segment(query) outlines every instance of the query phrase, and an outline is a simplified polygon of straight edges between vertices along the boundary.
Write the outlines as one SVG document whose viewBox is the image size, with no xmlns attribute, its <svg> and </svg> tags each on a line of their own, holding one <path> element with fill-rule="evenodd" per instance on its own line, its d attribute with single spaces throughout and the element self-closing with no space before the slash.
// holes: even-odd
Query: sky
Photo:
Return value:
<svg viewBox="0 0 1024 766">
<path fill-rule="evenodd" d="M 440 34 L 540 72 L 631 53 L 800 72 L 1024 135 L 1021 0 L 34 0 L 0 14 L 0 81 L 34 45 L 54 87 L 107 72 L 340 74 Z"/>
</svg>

Problem: Answer with a number only. How many lines in the records include the word "instance"?

Exercise result: 2